## [Task instructions]
Could you copy every one of the items below word for word, omitting the pictures?

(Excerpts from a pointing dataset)
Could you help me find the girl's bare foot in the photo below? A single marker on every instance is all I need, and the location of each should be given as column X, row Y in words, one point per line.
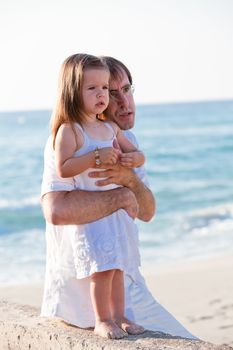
column 129, row 326
column 109, row 329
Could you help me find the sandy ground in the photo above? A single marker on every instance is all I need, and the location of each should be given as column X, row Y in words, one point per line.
column 199, row 294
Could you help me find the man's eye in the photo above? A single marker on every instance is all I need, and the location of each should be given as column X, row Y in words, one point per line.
column 126, row 88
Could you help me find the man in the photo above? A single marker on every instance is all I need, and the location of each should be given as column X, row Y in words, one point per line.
column 65, row 205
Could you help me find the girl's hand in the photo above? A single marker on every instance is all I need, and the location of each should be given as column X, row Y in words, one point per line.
column 109, row 155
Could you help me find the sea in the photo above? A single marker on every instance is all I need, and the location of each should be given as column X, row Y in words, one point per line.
column 189, row 161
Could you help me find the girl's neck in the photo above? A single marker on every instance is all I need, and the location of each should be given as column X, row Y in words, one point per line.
column 91, row 120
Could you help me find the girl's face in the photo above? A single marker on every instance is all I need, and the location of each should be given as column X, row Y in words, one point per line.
column 95, row 91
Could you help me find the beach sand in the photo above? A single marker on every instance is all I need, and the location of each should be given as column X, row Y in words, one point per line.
column 199, row 294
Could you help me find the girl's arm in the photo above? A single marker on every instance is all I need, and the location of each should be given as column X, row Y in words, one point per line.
column 66, row 144
column 132, row 157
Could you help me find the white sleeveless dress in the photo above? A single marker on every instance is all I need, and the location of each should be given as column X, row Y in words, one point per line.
column 107, row 243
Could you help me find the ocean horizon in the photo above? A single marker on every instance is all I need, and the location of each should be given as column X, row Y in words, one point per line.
column 189, row 152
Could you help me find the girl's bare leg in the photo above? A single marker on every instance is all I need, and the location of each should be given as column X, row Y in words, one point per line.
column 101, row 289
column 118, row 305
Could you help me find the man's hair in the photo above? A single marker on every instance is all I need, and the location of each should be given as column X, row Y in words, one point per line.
column 116, row 67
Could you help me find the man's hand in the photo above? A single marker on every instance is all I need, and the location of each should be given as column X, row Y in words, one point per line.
column 108, row 155
column 115, row 174
column 126, row 177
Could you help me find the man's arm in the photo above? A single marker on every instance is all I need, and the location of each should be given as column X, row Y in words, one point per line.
column 120, row 175
column 80, row 207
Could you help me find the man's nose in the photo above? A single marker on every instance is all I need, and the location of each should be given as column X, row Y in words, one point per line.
column 123, row 100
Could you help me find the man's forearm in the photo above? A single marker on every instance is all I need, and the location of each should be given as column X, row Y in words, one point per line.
column 145, row 198
column 123, row 176
column 80, row 207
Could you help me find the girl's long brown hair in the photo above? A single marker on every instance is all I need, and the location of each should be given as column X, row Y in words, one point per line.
column 69, row 106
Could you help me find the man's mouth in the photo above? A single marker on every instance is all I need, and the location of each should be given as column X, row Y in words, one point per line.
column 125, row 114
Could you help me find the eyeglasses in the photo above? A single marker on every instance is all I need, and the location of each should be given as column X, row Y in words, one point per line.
column 126, row 90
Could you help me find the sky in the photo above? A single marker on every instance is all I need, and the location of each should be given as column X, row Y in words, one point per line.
column 176, row 50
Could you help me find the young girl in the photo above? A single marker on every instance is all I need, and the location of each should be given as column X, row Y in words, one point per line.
column 81, row 140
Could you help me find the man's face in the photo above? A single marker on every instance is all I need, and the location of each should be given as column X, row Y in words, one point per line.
column 121, row 108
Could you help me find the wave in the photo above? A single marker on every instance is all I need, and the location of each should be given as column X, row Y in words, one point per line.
column 212, row 220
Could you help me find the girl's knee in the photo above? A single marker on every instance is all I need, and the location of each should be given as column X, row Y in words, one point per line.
column 102, row 274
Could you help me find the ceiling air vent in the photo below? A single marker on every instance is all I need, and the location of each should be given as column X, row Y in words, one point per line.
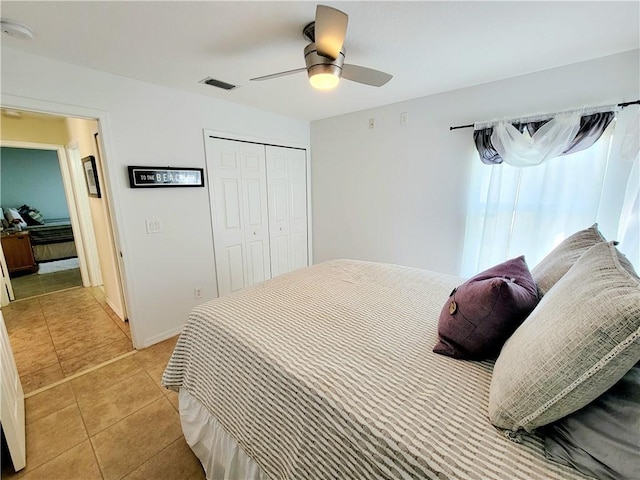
column 218, row 83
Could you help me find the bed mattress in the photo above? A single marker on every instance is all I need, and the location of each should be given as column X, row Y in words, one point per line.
column 53, row 231
column 328, row 372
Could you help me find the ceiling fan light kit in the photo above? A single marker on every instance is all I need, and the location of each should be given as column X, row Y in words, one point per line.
column 324, row 72
column 324, row 56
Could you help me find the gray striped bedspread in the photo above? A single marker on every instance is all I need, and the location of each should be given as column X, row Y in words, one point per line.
column 328, row 373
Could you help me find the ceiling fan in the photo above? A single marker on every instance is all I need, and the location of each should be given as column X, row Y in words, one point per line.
column 324, row 56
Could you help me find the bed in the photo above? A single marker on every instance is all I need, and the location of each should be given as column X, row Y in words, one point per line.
column 52, row 241
column 328, row 372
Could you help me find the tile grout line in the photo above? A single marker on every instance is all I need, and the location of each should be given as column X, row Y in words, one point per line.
column 43, row 294
column 79, row 374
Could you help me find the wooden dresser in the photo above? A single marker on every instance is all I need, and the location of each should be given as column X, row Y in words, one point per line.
column 18, row 252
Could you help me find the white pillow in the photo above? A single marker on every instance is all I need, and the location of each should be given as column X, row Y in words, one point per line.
column 582, row 338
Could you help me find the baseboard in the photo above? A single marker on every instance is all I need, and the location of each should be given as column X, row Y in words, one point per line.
column 116, row 310
column 161, row 337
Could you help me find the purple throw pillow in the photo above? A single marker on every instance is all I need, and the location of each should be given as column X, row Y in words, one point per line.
column 482, row 313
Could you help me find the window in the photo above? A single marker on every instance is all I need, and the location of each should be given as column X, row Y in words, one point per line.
column 514, row 211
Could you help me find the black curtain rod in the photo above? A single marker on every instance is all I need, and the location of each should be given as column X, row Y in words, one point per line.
column 621, row 105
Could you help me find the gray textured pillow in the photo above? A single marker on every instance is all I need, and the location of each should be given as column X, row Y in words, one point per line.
column 583, row 336
column 558, row 262
column 602, row 440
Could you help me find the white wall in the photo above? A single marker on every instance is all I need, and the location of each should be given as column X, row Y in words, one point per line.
column 397, row 193
column 144, row 124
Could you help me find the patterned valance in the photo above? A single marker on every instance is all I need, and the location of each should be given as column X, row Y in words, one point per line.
column 591, row 128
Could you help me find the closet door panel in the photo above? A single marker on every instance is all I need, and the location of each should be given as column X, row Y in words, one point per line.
column 237, row 182
column 287, row 187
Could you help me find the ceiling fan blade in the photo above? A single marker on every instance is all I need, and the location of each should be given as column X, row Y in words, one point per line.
column 368, row 76
column 279, row 74
column 330, row 30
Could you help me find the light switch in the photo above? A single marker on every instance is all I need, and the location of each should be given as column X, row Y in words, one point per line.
column 153, row 226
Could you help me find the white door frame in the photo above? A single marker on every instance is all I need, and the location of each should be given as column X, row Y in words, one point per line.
column 70, row 195
column 76, row 176
column 12, row 402
column 64, row 110
column 277, row 143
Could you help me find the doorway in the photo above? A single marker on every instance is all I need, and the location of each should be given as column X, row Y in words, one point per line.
column 38, row 238
column 83, row 326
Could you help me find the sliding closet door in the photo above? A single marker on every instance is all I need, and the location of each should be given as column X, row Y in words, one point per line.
column 287, row 187
column 237, row 180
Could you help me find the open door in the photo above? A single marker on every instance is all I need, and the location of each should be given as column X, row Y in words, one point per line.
column 12, row 406
column 6, row 290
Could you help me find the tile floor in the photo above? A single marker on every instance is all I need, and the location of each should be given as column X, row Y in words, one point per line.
column 60, row 334
column 115, row 422
column 25, row 286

## [Complete answer]
Could you help me find the girl's bare foot in the photo below? A single marker on every instance is all I need, and the location of each should be given as column X, row Y in words, one point per line.
column 129, row 326
column 109, row 329
Could you help me find the sandy ground in the photo above? A single marker on every instance is all I need, and the location of each should be given as column X, row Y in words, one point per line.
column 199, row 294
Could you help me find the man's eye in the photo above? A single marker on every instance is all I need, and the location of each should be given as column X, row Y in words, one point per line.
column 126, row 88
Could you help me find the man in the photo above? A single marker on every instance is all I need, and the location of each should be given as column X, row Y in words, one point per line.
column 65, row 205
Could you help me find the girl's hand in the photo above? A single marker on every instance is all I need, and the location of each should be given as column X, row Y in words, one point per line.
column 109, row 155
Could you help me find the sea in the photo above? A single marker on every instance is all I need, and the location of each should be given as column X, row Y in words, one point per line.
column 189, row 161
Could you help me find the girl's neck in the photo above? A single marker on every instance is all I need, and the location of each should be given as column X, row Y in words, one point per line.
column 91, row 120
Could you help me find the girl's face in the photo above? A single marker on every instance is all I need, and the location of each should be given as column X, row Y in words, one point per line.
column 95, row 91
Could you help me find the beach sand in the photo above? A single marker on every instance is all I need, and the location of each should be given as column X, row Y in words, one point per line.
column 199, row 294
Could you help me find the girl's arm in the photo above? A single marker on every instance is all I need, and the location of each should be given as column X, row Y in words, one point per line.
column 66, row 144
column 132, row 157
Could you help me find the white sleeveless dress in the photo above? A single marker on every instance is all I need, and the location of each should be given as column X, row Y in words, one point per line.
column 107, row 243
Could you help me find the ocean horizon in the photo above? A single marker on every instance is all I need, and the location of each should be given as column X, row Y in words, one point per line.
column 189, row 152
Could you help me find the girl's bare leg in the photo above? A single marker on every instance is all I need, and the location of each should be given as column X, row Y in words, one point per line.
column 101, row 289
column 118, row 305
Could you help me find the man's hair in the photo above? A single marker on every instance is all I need, and the location of each should be given as column X, row Y in words, one point per line.
column 116, row 67
Could you help me find the man's hand in the photo above? A single marker on every instance is all I need, and the location of each should be given as column X, row Y in words, one point per line.
column 108, row 155
column 115, row 174
column 126, row 177
Could you help me find the man's arm in the photo above? A single marker on every instance is all I need, and the location of each should be given as column X, row Y in words, one point per line.
column 120, row 175
column 80, row 207
Could you help me find the man's nose in the photo above? A single marker on every instance is all I need, and the location of each should be given as column X, row Y in words, one point per line.
column 123, row 100
Could you help me find the man's forearm in the photo above? A single marker on every instance is all I need, and the location of each should be given as column X, row Y in words, one point per line.
column 145, row 198
column 123, row 176
column 80, row 207
Could you help me find the girl's long brown hair in the photo above? A single marker on every instance is all I need, and the location of each should be given as column X, row Y in words, one point per line.
column 69, row 106
Could you help me find the man's mouth in the photo above? A single marker on every instance is all I need, and the location of each should be given as column X, row Y in words, one point per line.
column 125, row 114
Could you help me find the eyeglasses in the photo above? A single marker on every instance is all I need, and the location of each should be given as column X, row Y in words, one point per line.
column 126, row 90
Could you help me find the sky in the photo above? A single marker on every instance is all I need, and the location of each should be given as column X, row Y in words, one point per line.
column 176, row 50
Could you help me find the young girl in the photo above? A single marker on every instance is all I need, and the location of each should be given as column X, row Y in words, one point per line.
column 81, row 140
Could you help me find the man's face in the photo above? A single marker on every instance is all I need, and the location of each should be given as column X, row Y in words, one point per line.
column 121, row 108
Could you help me find the wave in the photo above? A single marker on every instance is all I need, and the location of each should be given as column X, row Y in words, one point per line.
column 212, row 220
Could you help me find the girl's knee in the photo above? A single marker on every instance is all I need, and the location of each should be given as column X, row Y in words, one point per line.
column 102, row 274
Could you help me find the ceiling air vent in the photo below? A single marker on every instance is all I need, and the location of each should be given as column X, row Y in words, one point per line.
column 218, row 83
Could you help me find the bed mattress in the photo above? A single marker on every instance is all I need, and the location of each should be given as column X, row Y in words, one point per line.
column 53, row 231
column 328, row 372
Could you help me find the ceiling fan light kit in the photo above? A single marker on every instance is all I need, and the location of each should be given as column X, row Y in words, one point per line.
column 324, row 72
column 324, row 56
Could you help me find the gray striped bedspread in the photo above? A single marker on every instance is all I need, and the location of each should be given as column X, row Y in words, one point per line.
column 328, row 373
Could you help me find the ceiling fan in the photo above? A single marker on every instance is all I need, and the location of each should be given as column X, row Y in words, one point per line.
column 324, row 56
Could you help me find the bed in the photo above? A single marker on every instance is all I need, and the location of each should be given as column X, row Y in words, one point per line.
column 52, row 241
column 328, row 372
Could you help me find the tile grout line in the photo above? A single marker on every instance is all I need, and the location of each should be given as column X, row Y in words, one point per line.
column 43, row 294
column 79, row 374
Could you help me find the wooden dresser in the photo above? A single marker on every instance is all I need, and the location of each should be given as column X, row Y in words, one point per line.
column 18, row 252
Could you help me find the white pillow in the photo above? A single marker on every instance is all I need, and the location of each should be given as column X, row Y in words, one point per line.
column 582, row 338
Could you help me find the baseboard in the photo above? A single marker on every instance is all I need, and the location of each should be given as column X, row Y in words, one point per line.
column 116, row 310
column 161, row 337
Could you help me find the purple throw pillow in the photo above? A single marker on every instance is all I need, and the location of each should be given as column X, row Y in words, one point per line.
column 482, row 313
Could you help me find the window in the photo above? A single marker on every instance is all I need, and the location of each should be given as column X, row Y in words, one point per line.
column 514, row 211
Could you help me find the black curtain rod in the photo above? A single marker on every instance is all I need, and the location of each should be given as column X, row Y in words, one point per line.
column 621, row 105
Could you help me find the gray textured pillow in the photo above? A single marker on every instance is all I need, and the location of each should be given as column X, row Y in words, one point per line.
column 583, row 336
column 558, row 262
column 602, row 440
Could you help me find the white wall in the photo above? A single marker on every instance is all I need, and the location of each should be given as column X, row Y in words, one point per line.
column 397, row 193
column 144, row 124
Could you help me find the patterned valance in the photo above? A single marker on every instance is all I need, and the location of each should be given as column X, row Y in words, one point per line.
column 591, row 128
Could you help me find the closet door panel in the photo above? A single marker on every instance is all I need, and the location of each should be given as column X, row Y in words, one point per line.
column 237, row 182
column 287, row 187
Could you help me find the ceiling fan blade in the photo above? A single marker on every instance is all I need, and the location of each should be given as column X, row Y in words, one point per line.
column 368, row 76
column 279, row 74
column 330, row 30
Could you help me find the light switch in the photo above? A single marker on every instance is all I need, and the location of each should be given as column X, row Y in words, one point per line.
column 153, row 226
Could you help me find the white door frame in the photo above? A single marker on every instance is all I need, and the location of each should be given as column X, row Y in words, one point per line.
column 70, row 195
column 76, row 176
column 12, row 402
column 64, row 110
column 277, row 143
Could you help me find the doorway in the photo above? A single marker on every instance is all I need, and the location of each should be given as column X, row Y in words, one point per line.
column 38, row 238
column 83, row 326
Could you help me find the sliding closet door in the photo above? A single marker on every instance is all I need, and the location of each should be given as column X, row Y in words, one point per line.
column 287, row 187
column 237, row 180
Could you help me find the open door in the photo above? A single marker on every instance is all I need, and the location of each should be given as column X, row Y in words, one point per line.
column 12, row 406
column 6, row 290
Could you help me find the tile floor in the photo above? A single marker on every instance is all I need, and the location of each should be given as column X, row Y in words, one point per line.
column 60, row 334
column 115, row 422
column 25, row 286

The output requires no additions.